Los nombres equívocos, y la desgracia española en la «isla del no te entiendo»

Donde una serie de malentendidos lingüísticos (y un poco de mala baba) se suceden durante el «descubrimiento» de Yucatán

Los nombres son importantes. Así lo atestiguan la mayoría de las culturas pasadas y presentes, y posiblemente también lo seguirán haciendo las venideras. La capacidad de nombrar, de clasificar, de definir una cosa concreta la hace deudora a nuestro favor, y nos otorga, en cierta medida, un grado de poder sobre lo que representa. Una idea con tal calado que ya en el Antiguo Egipto se consideraba al nombre de nacimiento o Ren no solo una parte esencial del individuo, sino necesaria para la perdurabilidad del propio sujeto ya que su destrucción equivalía a su muerte. Así mismo, en las culturas nórdicas, se les solían adjudicar a dioses y héroes distintos kenningars —similares al epíteto homérico— que los escaldos utilizaban para adjudicar características propias y únicas a cada uno de ellos; y, en la cultura judeocristiana, dios crea cuanto existe a través de la palabra —nombrándolo—, y otorga al hombre dominio sobre los seres que habitan su creación al concederle la capacidad de ponerles nombre. Los nombres son importantes… Pero, a veces, debido a diferencias notables entre los emisores y los receptores, nos encontramos con que esos mismos nombres, que deberían poseer cierto poder, en realidad no son más que gazapos fruto del desconocimiento o de un simple malentendido. Errores que, pese a haberse documentado como tales, han perdurado, anclados a nuestra realidad sin que su falsedad haya mermado un ápice de aquello que representan.

·····

Problema escrito a:
Copia sin cambiar nada las entradas que vienen a continuación, todas completas y línea por línea.

·····

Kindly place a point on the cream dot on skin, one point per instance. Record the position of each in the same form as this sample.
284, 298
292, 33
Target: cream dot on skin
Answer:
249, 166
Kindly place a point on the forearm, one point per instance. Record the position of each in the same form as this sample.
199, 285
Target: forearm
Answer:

·····

Problema escrito b:
Pon por escrito, de principio a fin y sin ningún cambio, el texto sobre los nombres equívocos.

Solución escrita a:
Kindly place a point on the cream dot on skin, one point per instance. Record the position of each in the same form as this sample.
284, 298
292, 33
Target: cream dot on skin
Answer:
249, 166
Kindly place a point on the forearm, one point per instance. Record the position of each in the same form as this sample.
199, 285
Target: forearm
Answer:

Solución escrita b:
Los nombres equívocos, y la desgracia española en la «isla del no te entiendo»

Donde una serie de malentendidos lingüísticos (y un poco de mala baba) se suceden durante el «descubrimiento» de Yucatán

Los nombres son importantes. Así lo atestiguan la mayoría de las culturas pasadas y presentes, y posiblemente también lo seguirán haciendo las venideras. La capacidad de nombrar, de clasificar, de definir una cosa concreta la hace deudora a nuestro favor, y nos otorga, en cierta medida, un grado de poder sobre lo que representa. Una idea con tal calado que ya en el Antiguo Egipto se consideraba al nombre de nacimiento o Ren no solo una parte esencial del individuo, sino necesaria para la perdurabilidad del propio sujeto ya que su destrucción equivalía a su muerte. Así mismo, en las culturas nórdicas, se les solían adjudicar a dioses y héroes distintos kenningars —similares al epíteto homérico— que los escaldos utilizaban para adjudicar características propias y únicas a cada uno de ellos; y, en la cultura judeocristiana, dios crea cuanto existe a través de la palabra —nombrándolo—, y otorga al hombre dominio sobre los seres que habitan su creación al concederle la capacidad de ponerles nombre. Los nombres son importantes… Pero, a veces, debido a diferencias notables entre los emisores y los receptores, nos encontramos con que esos mismos nombres, que deberían poseer cierto poder, en realidad no son más que gazapos fruto del desconocimiento o de un simple malentendido. Errores que, pese a haberse documentado como tales, han perdurado, anclados a nuestra realidad sin que su falsedad haya mermado un ápice de aquello que representan.